━━━━━ TASK MATERIAL

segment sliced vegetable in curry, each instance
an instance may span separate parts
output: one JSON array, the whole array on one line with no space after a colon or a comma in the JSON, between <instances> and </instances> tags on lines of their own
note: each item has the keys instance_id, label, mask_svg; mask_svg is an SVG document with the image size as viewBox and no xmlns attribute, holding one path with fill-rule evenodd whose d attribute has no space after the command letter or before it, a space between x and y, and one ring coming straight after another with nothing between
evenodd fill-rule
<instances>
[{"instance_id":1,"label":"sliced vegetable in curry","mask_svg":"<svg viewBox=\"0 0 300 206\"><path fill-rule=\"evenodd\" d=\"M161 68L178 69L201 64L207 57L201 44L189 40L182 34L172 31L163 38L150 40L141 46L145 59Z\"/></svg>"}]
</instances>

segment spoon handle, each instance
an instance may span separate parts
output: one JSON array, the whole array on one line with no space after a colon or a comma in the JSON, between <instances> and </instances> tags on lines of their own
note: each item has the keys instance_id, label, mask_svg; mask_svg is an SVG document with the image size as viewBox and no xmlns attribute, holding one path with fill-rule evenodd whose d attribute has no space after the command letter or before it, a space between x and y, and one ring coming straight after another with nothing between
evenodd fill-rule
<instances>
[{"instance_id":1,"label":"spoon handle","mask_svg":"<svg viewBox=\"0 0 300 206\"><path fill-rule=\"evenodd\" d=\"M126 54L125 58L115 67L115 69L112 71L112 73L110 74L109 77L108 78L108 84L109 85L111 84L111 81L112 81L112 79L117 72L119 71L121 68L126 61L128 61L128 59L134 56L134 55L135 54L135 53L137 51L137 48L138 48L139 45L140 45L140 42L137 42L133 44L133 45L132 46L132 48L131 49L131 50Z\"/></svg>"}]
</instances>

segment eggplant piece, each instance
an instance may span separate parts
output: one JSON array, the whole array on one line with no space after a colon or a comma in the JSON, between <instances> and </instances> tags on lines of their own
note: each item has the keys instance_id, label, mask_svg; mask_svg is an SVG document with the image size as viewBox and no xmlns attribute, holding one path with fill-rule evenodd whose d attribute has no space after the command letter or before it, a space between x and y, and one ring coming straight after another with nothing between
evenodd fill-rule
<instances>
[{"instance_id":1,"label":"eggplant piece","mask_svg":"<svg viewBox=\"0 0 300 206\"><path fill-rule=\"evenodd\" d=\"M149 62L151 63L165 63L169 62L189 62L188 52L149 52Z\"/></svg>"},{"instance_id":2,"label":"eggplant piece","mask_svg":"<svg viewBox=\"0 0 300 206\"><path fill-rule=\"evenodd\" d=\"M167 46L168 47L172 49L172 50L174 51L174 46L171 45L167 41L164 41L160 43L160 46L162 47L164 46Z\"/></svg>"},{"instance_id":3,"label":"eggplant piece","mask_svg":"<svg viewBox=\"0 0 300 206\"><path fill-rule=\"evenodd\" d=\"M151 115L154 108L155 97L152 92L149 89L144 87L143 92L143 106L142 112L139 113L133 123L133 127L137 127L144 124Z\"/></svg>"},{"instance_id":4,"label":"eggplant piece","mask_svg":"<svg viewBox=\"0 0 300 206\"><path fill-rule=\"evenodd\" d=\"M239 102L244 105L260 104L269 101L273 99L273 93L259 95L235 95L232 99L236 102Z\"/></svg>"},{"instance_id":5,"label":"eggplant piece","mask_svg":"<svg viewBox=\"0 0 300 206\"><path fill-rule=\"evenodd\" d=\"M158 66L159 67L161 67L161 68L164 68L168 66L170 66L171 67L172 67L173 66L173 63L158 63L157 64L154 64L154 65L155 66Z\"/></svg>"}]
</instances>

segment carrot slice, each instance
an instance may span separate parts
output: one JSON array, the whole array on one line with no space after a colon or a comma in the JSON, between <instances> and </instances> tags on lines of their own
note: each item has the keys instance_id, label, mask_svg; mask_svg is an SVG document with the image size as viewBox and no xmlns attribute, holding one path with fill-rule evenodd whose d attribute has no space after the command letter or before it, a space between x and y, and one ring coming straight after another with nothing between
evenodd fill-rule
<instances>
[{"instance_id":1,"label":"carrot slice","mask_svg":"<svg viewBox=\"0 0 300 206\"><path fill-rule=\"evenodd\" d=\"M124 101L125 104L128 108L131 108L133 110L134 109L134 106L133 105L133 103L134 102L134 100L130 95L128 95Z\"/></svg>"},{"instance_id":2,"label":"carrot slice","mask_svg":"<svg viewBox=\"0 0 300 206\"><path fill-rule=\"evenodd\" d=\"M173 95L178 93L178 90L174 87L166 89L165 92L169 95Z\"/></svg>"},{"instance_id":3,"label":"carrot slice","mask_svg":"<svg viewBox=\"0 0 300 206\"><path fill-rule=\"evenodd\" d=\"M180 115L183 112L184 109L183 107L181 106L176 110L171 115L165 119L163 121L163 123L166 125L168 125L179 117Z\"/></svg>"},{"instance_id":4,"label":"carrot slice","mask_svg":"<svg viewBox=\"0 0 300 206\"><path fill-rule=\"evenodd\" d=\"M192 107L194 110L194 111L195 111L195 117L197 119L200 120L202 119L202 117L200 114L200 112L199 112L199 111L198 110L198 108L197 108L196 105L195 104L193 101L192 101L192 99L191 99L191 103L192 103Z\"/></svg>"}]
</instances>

━━━━━━━━━━

• **EXERCISE AIM**: Reproduce the entries above with "separate parts" changed to "disconnected parts" wherever it occurs, keeping everything else the same.

• **RESULT OF THE EXERCISE**:
segment sliced vegetable in curry, each instance
an instance may span disconnected parts
output: one JSON array, the whole array on one line with no space after a colon or a comma in the JSON, between <instances> and </instances> tags on lines of their own
note: each item has the keys instance_id, label, mask_svg; mask_svg is an SVG document with the image size as viewBox and no xmlns attribute, holding one path with fill-rule evenodd whose d attribute has no space after the command letter or before it, a space between x and y, and one ring coming straight after another with nothing between
evenodd fill-rule
<instances>
[{"instance_id":1,"label":"sliced vegetable in curry","mask_svg":"<svg viewBox=\"0 0 300 206\"><path fill-rule=\"evenodd\" d=\"M161 68L178 69L201 64L207 57L201 44L189 40L182 34L172 31L163 38L150 40L141 46L145 59Z\"/></svg>"}]
</instances>

segment spoon handle, each instance
an instance may span disconnected parts
output: one JSON array, the whole array on one line with no space after a colon or a comma in the JSON, between <instances> and </instances> tags on lines of their own
note: each item has the keys instance_id, label, mask_svg; mask_svg is an SVG document with the image size as viewBox and no xmlns attribute, holding one path with fill-rule evenodd whose d attribute has no space after the command letter or before it, a space between x and y, and one ring coming straight after another with nothing between
evenodd fill-rule
<instances>
[{"instance_id":1,"label":"spoon handle","mask_svg":"<svg viewBox=\"0 0 300 206\"><path fill-rule=\"evenodd\" d=\"M126 54L125 58L115 67L115 69L112 71L112 73L110 74L109 77L108 78L108 84L109 85L111 84L111 81L112 81L112 79L117 72L119 71L121 68L126 61L128 61L128 59L134 56L134 55L135 54L135 53L137 51L137 48L138 48L139 45L140 45L140 42L137 42L133 44L133 45L132 46L132 48L131 49L131 50Z\"/></svg>"}]
</instances>

segment eggplant piece, each instance
an instance may span disconnected parts
output: one JSON array, the whole array on one line with no space after a colon or a comma in the JSON, between <instances> and </instances> tags on lines of their own
note: each item has the keys instance_id, label, mask_svg; mask_svg is an SVG document with the image size as viewBox and no xmlns attribute, holding one path with fill-rule evenodd whose d attribute has no space after the command letter or before it, a space between x and y, and one ring coming straight after another with nothing between
evenodd fill-rule
<instances>
[{"instance_id":1,"label":"eggplant piece","mask_svg":"<svg viewBox=\"0 0 300 206\"><path fill-rule=\"evenodd\" d=\"M149 62L151 63L165 63L169 62L189 62L188 52L149 52Z\"/></svg>"},{"instance_id":2,"label":"eggplant piece","mask_svg":"<svg viewBox=\"0 0 300 206\"><path fill-rule=\"evenodd\" d=\"M167 46L168 47L172 49L172 50L174 51L174 46L171 45L167 41L164 41L160 43L160 46L162 47L164 46Z\"/></svg>"},{"instance_id":3,"label":"eggplant piece","mask_svg":"<svg viewBox=\"0 0 300 206\"><path fill-rule=\"evenodd\" d=\"M151 115L154 108L155 97L152 92L149 89L144 87L143 92L143 106L142 112L139 113L133 123L133 127L137 127L144 124Z\"/></svg>"},{"instance_id":4,"label":"eggplant piece","mask_svg":"<svg viewBox=\"0 0 300 206\"><path fill-rule=\"evenodd\" d=\"M239 102L244 105L260 104L269 101L273 99L273 93L259 95L235 95L232 99L236 102Z\"/></svg>"},{"instance_id":5,"label":"eggplant piece","mask_svg":"<svg viewBox=\"0 0 300 206\"><path fill-rule=\"evenodd\" d=\"M158 66L159 67L161 67L161 68L164 68L168 66L170 66L171 67L172 67L173 66L173 63L158 63L157 64L154 64L154 65L155 66Z\"/></svg>"}]
</instances>

segment carrot slice, each instance
an instance may span disconnected parts
output: one JSON array, the whole array on one line with no space after a colon or a comma in the JSON, between <instances> and </instances> tags on lines of their own
note: each item has the keys instance_id, label, mask_svg; mask_svg is an SVG document with the image size as viewBox and no xmlns attribute, holding one path with fill-rule evenodd whose d attribute has no space after the command letter or before it, a space between x and y, and one ring coming straight after another with nothing between
evenodd fill-rule
<instances>
[{"instance_id":1,"label":"carrot slice","mask_svg":"<svg viewBox=\"0 0 300 206\"><path fill-rule=\"evenodd\" d=\"M124 101L125 104L128 108L131 108L133 110L134 109L134 106L133 105L133 103L134 102L134 100L130 95L128 95Z\"/></svg>"},{"instance_id":2,"label":"carrot slice","mask_svg":"<svg viewBox=\"0 0 300 206\"><path fill-rule=\"evenodd\" d=\"M173 95L178 93L178 90L174 87L166 89L165 92L169 95Z\"/></svg>"},{"instance_id":3,"label":"carrot slice","mask_svg":"<svg viewBox=\"0 0 300 206\"><path fill-rule=\"evenodd\" d=\"M180 115L183 112L184 109L183 107L181 106L176 110L171 115L165 119L163 121L163 123L166 125L168 125L179 117Z\"/></svg>"},{"instance_id":4,"label":"carrot slice","mask_svg":"<svg viewBox=\"0 0 300 206\"><path fill-rule=\"evenodd\" d=\"M192 107L194 110L194 111L195 111L195 117L197 119L200 120L202 119L202 117L200 114L200 112L199 112L199 111L198 110L198 108L197 108L196 105L195 104L193 101L192 101L192 99L191 99L191 103L192 103Z\"/></svg>"}]
</instances>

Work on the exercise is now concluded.